WHAT YOU ARE ASKED TO DO:
Carry on the piece about the sacrificial lamb, starting right after its final sentence.

GIVEN TEXT:
☆ ☆ ☆

The Sacrificial Lamb

Throughout the journey of the Jewish people (the origins of the Christian Faith) sacrifices were made to cleanse the people of their sins.  This tradition goes all the way back to Genesis (see Genesis 3:21, where God kills an animal, then clothes Adam and Eve with its skin) and was practiced by the Jewish people throughout history. 

We are supposed to be dead.  We sinned and the wages of sin is death (Romans 2:23).   Adam and Eve ate of the fruit of the tree of knowledge of good and evil, yet God spared them.  Look back at Genesis 2: 16-17, as God tells the man about the garden.

And the Lord God commanded the man, “You are free to eat from any tree in the garden; but you must not eat from the tree of the knowledge of good and evil, for when you eat of it you will certainly die.”
 – Genesis 2:16-17

We find ourselves asking how Adam and Eve walked out of the garden that day, after God made the promise of death for their sin.  And in the couple of verses in Genesis 3, we find our answer.

The Lord God made garments of skin for Adam and his wife and clothed them.
 – Genesis 3:21

God shed the blood of animals, clothing Adam and Eve with both their skin and their blood.  God substituted the blood of the man and woman for the blood of animals.  And in that moment, when they were supposed to die both a physical and spiritual death, God made the sacrifice, giving them (and all of humanity) physical life. 

At that point, humanity died a spiritual death, but God did not leave them. 

After the flood (see Genesis 6-9) God saves the righteous and begins the tradition of sacrificial offerings.  Abram enters into the Covenant with God, but he does not pass through the split carcasses, instead God sends the smoking fire-pot and blazing torch through, taking both sides of the Covenant upon himself (see Genesis 15).  At this point, Jesus, the Son of God receives the burden of sin.

☆ ☆ ☆

GIVEN DATA:
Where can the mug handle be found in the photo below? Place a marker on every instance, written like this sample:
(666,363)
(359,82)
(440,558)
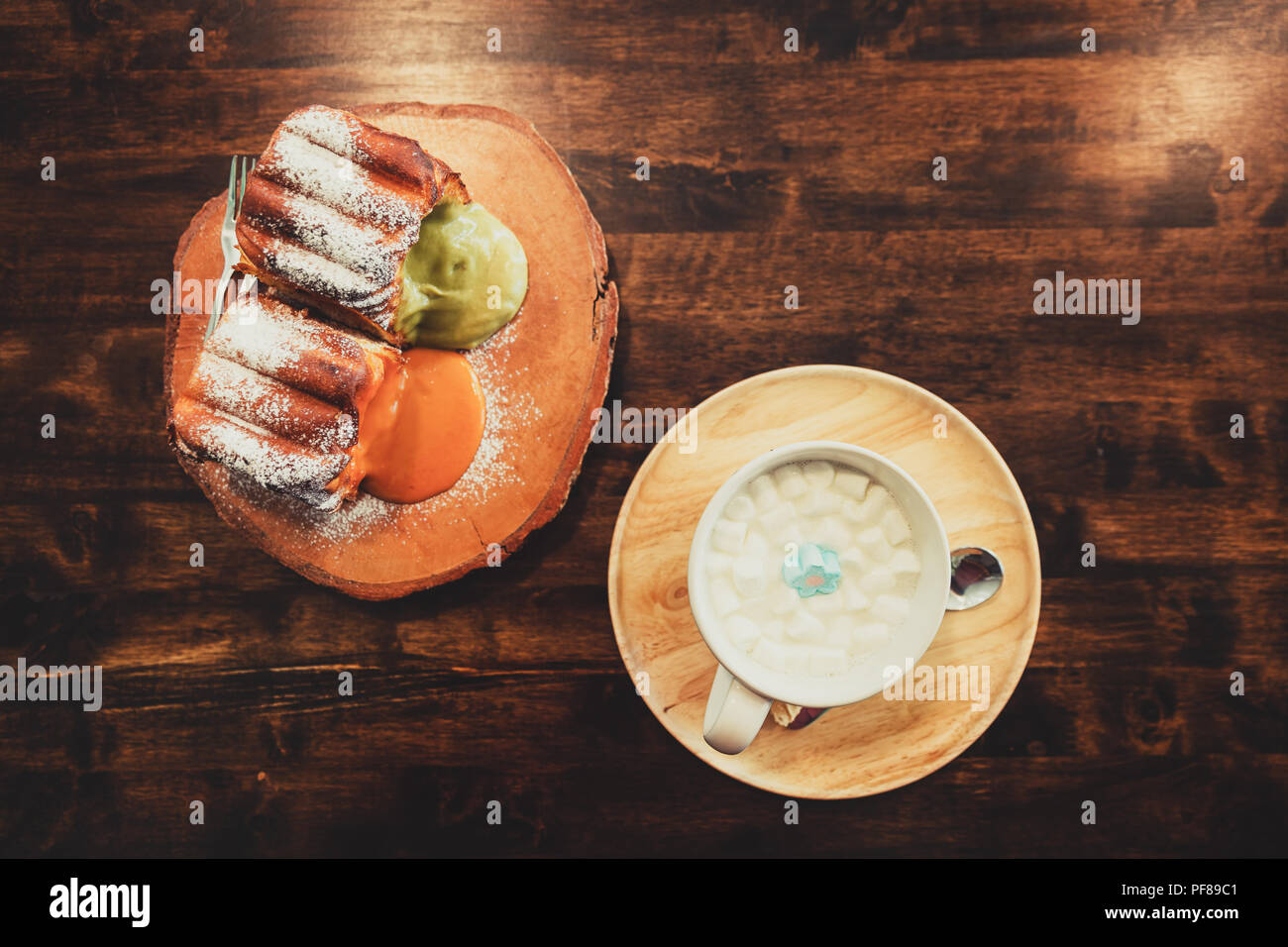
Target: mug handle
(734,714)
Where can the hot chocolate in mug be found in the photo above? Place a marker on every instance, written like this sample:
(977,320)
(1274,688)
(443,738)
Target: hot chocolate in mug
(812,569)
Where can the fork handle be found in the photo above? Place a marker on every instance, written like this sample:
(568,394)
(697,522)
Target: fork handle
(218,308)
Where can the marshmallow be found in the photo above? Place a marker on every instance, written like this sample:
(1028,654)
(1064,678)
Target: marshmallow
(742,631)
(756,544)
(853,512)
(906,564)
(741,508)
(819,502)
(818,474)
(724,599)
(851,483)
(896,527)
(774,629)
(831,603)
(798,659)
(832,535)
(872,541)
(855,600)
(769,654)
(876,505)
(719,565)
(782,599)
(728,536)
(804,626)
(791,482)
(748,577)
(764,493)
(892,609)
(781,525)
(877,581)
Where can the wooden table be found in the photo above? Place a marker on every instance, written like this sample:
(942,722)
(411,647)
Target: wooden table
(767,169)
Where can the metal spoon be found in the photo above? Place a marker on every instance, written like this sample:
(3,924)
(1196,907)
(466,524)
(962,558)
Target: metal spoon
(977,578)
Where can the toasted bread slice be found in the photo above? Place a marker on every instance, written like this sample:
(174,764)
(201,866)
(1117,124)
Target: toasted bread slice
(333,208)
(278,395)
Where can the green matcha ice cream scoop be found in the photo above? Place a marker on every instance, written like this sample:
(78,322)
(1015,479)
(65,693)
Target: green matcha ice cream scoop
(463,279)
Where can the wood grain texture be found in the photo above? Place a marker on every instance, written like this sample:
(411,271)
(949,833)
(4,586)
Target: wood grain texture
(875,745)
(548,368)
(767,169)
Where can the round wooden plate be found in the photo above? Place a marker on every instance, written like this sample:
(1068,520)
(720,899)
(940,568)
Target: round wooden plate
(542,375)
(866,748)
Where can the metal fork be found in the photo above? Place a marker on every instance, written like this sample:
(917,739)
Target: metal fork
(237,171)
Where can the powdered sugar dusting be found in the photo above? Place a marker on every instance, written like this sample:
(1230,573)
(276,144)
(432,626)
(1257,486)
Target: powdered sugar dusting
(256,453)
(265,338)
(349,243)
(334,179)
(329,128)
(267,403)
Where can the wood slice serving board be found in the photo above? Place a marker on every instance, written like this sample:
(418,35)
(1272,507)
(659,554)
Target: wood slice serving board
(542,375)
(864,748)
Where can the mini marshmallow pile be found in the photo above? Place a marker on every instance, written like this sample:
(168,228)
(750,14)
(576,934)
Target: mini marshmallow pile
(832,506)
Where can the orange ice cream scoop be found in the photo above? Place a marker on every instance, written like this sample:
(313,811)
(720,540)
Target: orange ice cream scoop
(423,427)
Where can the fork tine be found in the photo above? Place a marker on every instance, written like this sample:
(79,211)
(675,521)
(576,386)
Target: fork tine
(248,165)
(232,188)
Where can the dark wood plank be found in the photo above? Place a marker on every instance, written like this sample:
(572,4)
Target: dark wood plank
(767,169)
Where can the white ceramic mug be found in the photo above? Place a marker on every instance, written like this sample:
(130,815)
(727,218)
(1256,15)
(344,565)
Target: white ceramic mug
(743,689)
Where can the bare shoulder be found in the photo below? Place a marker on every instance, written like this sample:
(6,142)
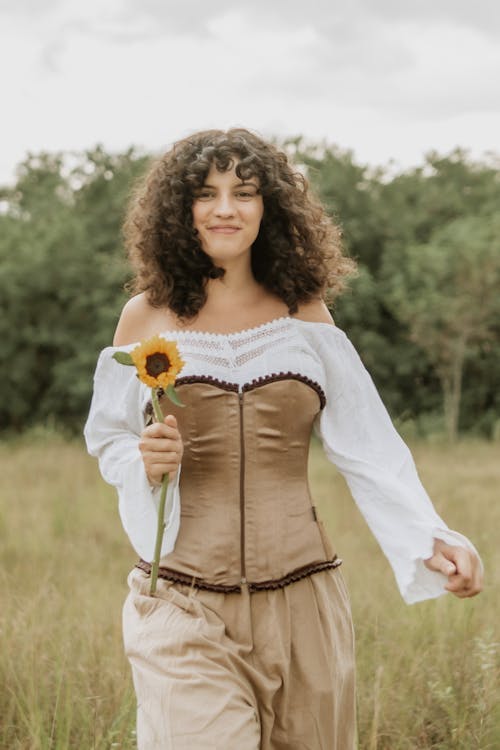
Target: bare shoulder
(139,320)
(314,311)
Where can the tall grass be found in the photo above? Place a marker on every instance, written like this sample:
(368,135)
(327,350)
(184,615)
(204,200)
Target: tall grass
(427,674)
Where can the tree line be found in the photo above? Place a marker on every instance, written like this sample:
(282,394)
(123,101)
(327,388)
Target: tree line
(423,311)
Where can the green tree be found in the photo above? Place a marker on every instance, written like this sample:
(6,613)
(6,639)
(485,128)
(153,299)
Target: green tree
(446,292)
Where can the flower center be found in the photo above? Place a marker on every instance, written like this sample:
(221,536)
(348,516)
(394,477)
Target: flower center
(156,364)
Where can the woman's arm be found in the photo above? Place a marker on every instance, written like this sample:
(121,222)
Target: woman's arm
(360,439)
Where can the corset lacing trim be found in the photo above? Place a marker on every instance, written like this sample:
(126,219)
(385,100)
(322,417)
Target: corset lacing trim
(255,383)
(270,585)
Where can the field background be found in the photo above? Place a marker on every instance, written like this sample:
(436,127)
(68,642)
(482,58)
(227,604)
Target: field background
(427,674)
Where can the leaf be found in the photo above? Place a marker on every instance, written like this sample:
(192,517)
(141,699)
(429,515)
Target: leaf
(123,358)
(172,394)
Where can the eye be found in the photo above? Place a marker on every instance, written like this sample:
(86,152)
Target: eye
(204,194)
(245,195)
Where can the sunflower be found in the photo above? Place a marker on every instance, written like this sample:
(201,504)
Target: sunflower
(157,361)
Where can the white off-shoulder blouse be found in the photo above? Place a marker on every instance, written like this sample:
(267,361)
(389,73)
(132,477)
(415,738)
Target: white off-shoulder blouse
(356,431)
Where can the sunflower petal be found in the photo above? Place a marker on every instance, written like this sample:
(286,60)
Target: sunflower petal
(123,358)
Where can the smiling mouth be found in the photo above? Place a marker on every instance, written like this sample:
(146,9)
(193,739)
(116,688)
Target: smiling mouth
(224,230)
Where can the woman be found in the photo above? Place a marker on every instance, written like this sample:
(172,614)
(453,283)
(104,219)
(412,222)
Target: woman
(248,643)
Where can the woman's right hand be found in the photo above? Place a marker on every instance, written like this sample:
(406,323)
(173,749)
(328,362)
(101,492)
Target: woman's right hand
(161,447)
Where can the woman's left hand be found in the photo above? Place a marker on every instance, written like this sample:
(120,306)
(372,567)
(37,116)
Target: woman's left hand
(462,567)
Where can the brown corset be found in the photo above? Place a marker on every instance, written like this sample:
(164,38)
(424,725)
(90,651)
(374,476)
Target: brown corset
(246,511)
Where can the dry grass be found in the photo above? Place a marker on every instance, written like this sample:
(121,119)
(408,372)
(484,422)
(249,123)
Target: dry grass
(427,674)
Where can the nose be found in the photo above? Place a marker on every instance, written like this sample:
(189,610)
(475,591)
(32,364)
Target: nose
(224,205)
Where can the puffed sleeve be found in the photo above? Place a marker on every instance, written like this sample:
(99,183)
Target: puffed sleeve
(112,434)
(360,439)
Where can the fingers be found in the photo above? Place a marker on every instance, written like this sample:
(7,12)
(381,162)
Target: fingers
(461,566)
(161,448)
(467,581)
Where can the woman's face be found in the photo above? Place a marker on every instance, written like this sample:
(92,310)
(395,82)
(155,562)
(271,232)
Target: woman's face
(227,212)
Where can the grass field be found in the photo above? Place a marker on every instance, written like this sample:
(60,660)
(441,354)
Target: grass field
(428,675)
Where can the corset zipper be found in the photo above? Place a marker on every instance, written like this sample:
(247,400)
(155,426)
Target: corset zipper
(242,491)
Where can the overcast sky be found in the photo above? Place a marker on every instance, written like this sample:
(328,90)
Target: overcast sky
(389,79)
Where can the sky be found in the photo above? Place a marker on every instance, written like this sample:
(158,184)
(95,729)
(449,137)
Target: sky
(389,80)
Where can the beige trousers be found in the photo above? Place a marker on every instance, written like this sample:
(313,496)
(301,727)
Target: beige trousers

☆ ☆ ☆

ANSWER FOR THIS EXERCISE:
A covenant is a statement saying, “If I don’t keep my end, let this blood that we walk through be my blood.”  God knew men could not uphold this side of the covenant, so he took it upon himself. 

The Jewish people sacrificed the perfect, male lamb each year, looking forwards to something yet to come.  But just as the lamb only lives physically and not spiritually, when we were washed by the blood of an animal sacrifice, we only receive physical life.  But to be reunited with God, the sacrificial lamb did not work, we were still only living a physical life. 

Throughout the Gospels, Jesus is called the Lamb of God, beginning with  John the Baptist (John 1:29).  He was and is the perfect, unblemished sacrifice, God’s Son, His Presence on the Earth.  His blood was shed to uphold the Covenant of Abram, now called Abraham, the father of the nations. 

We call today Good Friday.  The day that the lands went dark and the curtain of the temple was torn in two, from top to bottom (Mark 15:38) as Jesus died on the cross.  He took all our sins upon himself and died for our sake, replacing the sacrificial lamb.  He, unlike the sacrificial animal, died both physically and spiritually, so that we could live both. 

With His blood, we are brought into new life, into the presence of God. 

But this is just part of the story of our faith.  The faith and traditions of the Jewish people are our foundation, our roots.  The Christian Faith is the branch, grafted into the stem, the roots that dig deep.